** Material provided follows **

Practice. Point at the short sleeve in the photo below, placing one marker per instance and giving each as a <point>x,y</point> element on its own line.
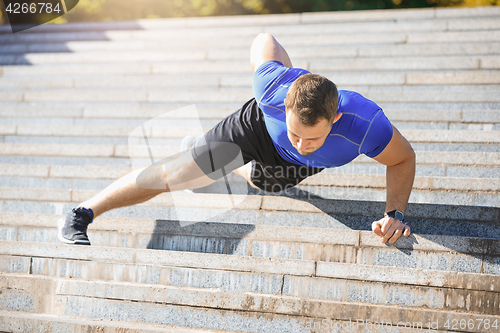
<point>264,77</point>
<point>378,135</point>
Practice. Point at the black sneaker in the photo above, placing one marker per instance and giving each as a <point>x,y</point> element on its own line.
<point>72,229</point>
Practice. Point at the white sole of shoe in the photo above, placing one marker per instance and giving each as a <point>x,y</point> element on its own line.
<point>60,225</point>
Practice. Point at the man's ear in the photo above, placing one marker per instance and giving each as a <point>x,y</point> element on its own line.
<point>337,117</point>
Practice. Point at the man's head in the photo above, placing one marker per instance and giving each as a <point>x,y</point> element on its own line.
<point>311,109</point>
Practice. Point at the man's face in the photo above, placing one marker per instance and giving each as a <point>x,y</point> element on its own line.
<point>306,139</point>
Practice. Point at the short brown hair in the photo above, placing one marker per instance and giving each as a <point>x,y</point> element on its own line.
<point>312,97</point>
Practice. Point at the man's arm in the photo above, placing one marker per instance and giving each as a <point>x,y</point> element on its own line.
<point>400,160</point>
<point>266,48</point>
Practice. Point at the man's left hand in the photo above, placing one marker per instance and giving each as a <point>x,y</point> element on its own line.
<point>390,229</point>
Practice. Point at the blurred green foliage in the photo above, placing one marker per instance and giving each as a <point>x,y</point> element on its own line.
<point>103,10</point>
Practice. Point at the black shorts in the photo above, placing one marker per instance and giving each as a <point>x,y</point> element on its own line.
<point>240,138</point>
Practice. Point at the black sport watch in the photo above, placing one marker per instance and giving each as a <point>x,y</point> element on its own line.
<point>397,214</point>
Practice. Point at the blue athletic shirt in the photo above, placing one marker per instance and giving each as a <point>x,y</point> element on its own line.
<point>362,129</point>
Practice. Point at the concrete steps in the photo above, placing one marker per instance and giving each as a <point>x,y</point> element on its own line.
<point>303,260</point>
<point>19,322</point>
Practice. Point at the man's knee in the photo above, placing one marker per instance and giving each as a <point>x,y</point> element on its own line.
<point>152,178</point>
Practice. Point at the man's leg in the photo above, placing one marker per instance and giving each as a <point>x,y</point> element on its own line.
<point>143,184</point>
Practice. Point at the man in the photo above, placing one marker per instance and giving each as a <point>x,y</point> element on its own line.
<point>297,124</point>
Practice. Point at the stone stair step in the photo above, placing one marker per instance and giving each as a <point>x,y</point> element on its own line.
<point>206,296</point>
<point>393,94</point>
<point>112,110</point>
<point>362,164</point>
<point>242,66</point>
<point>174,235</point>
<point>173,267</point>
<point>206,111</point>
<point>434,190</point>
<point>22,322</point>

** End of Material provided **
** Material provided follows **

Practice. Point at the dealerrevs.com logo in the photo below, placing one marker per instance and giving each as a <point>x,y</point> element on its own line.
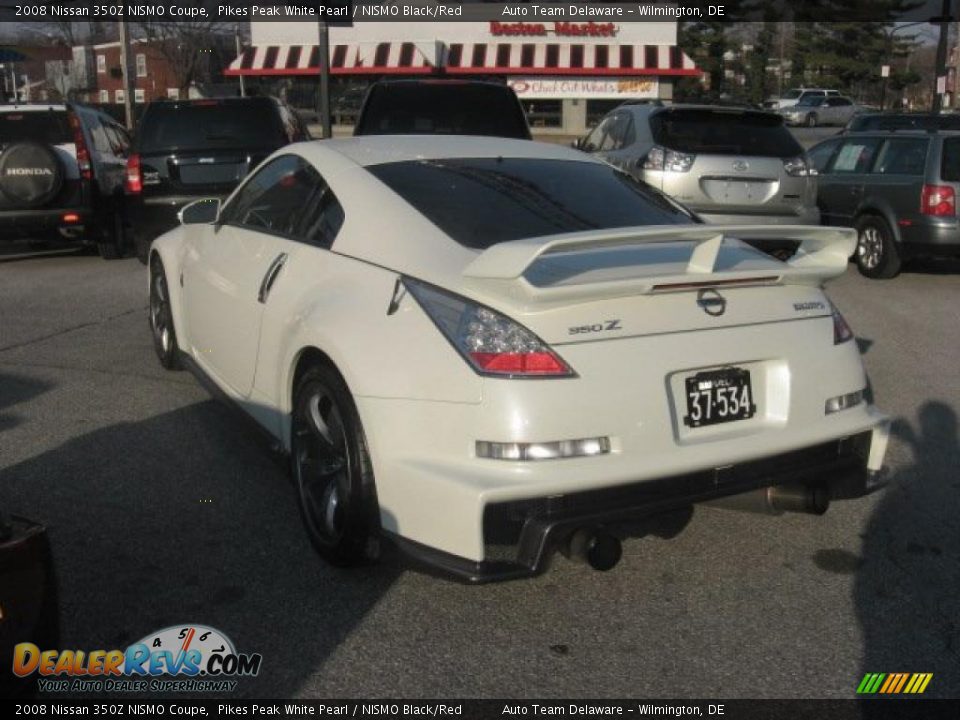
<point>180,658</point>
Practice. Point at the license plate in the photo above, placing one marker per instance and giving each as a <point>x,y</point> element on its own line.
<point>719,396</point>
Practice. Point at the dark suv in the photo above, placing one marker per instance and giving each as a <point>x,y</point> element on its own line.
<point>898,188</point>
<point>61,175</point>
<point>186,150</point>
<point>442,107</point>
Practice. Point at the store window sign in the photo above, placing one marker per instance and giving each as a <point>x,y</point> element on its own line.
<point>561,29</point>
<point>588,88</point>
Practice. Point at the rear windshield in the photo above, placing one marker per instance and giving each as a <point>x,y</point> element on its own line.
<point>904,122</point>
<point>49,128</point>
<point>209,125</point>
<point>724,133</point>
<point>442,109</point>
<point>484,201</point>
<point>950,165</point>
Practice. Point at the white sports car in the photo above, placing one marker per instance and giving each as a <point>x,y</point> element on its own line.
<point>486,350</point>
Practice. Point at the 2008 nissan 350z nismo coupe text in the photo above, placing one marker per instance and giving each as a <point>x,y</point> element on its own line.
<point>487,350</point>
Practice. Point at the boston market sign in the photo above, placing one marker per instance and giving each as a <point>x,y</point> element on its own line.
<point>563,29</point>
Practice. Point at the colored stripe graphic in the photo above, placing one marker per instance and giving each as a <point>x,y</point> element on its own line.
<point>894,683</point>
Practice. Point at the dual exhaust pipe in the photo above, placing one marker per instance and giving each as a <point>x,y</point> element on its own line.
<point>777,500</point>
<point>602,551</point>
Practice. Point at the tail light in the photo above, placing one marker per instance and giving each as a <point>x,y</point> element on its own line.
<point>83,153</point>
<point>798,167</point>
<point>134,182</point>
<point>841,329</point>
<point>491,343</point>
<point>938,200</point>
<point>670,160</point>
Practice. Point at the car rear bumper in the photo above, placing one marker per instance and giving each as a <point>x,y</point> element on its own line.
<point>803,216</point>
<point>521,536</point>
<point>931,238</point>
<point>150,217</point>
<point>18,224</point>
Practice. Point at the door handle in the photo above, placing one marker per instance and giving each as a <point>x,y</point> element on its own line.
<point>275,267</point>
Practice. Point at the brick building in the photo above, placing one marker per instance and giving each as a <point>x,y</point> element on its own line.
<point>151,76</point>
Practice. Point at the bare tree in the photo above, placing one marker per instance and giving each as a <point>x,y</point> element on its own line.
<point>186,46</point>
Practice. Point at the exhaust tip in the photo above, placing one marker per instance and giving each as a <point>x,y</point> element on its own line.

** End of Material provided **
** Material provided follows **

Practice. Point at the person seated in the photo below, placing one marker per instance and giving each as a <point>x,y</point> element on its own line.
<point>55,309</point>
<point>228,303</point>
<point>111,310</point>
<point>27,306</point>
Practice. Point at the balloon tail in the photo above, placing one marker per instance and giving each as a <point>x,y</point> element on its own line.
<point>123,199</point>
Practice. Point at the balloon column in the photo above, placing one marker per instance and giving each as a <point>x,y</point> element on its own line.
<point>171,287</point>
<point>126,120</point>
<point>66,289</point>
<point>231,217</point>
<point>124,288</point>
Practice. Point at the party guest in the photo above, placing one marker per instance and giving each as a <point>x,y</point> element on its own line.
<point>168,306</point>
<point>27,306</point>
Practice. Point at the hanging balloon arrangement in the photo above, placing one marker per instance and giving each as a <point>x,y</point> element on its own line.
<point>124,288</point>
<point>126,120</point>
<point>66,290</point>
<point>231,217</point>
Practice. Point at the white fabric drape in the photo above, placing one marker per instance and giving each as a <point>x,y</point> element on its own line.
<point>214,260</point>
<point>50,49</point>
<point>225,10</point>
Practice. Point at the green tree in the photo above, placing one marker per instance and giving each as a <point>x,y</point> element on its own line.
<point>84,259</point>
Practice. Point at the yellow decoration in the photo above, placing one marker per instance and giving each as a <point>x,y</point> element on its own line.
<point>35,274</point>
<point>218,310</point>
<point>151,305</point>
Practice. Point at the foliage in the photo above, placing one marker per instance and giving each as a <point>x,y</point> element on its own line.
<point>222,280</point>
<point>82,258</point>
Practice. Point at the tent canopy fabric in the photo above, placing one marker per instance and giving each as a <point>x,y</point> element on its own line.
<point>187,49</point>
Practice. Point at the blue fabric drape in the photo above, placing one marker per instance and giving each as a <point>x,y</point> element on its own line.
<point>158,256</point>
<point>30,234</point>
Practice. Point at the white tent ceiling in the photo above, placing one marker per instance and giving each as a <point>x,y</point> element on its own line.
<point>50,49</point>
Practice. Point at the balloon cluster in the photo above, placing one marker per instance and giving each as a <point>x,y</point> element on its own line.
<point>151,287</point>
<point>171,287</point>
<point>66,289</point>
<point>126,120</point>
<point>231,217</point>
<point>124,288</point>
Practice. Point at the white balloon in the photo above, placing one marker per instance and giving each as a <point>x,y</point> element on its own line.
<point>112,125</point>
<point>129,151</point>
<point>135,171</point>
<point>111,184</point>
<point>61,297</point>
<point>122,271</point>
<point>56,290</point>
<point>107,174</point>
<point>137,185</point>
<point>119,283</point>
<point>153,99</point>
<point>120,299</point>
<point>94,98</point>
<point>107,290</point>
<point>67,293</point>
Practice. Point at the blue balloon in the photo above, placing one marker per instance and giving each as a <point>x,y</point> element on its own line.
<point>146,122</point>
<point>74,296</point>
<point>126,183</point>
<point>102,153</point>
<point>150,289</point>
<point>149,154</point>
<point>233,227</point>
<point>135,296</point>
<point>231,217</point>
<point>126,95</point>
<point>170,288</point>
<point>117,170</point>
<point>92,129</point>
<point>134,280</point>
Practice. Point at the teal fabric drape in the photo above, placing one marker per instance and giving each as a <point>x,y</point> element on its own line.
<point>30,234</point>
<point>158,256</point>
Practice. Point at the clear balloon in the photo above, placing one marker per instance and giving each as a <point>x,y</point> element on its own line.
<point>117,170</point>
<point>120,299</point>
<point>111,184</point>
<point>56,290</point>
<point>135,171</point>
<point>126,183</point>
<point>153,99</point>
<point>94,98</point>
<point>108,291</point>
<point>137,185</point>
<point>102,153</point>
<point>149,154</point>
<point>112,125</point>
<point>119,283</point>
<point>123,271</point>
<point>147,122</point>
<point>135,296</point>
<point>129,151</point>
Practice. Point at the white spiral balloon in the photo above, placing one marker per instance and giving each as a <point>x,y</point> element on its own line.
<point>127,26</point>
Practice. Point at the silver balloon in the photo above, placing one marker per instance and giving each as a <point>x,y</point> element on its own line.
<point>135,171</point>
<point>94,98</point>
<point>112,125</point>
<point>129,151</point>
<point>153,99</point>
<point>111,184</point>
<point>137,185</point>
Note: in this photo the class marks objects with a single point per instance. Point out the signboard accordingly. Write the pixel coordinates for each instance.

** End of Material provided **

■ Description of the task: Restate word for word the lines of the data above, starting at the line containing "Practice. Point at the silver" and ending at the line containing "Note: in this", both included, and nothing more.

■ Response to this task:
Practice. Point at the silver balloon in the photo above, placing one marker per instance and giving each as a <point>x,y</point> element on its own line.
<point>135,171</point>
<point>94,98</point>
<point>112,125</point>
<point>129,151</point>
<point>153,99</point>
<point>111,184</point>
<point>137,185</point>
Note: in this photo the class marks objects with a single point per instance. Point out the signboard accordingly. Write the pixel coordinates for each instance.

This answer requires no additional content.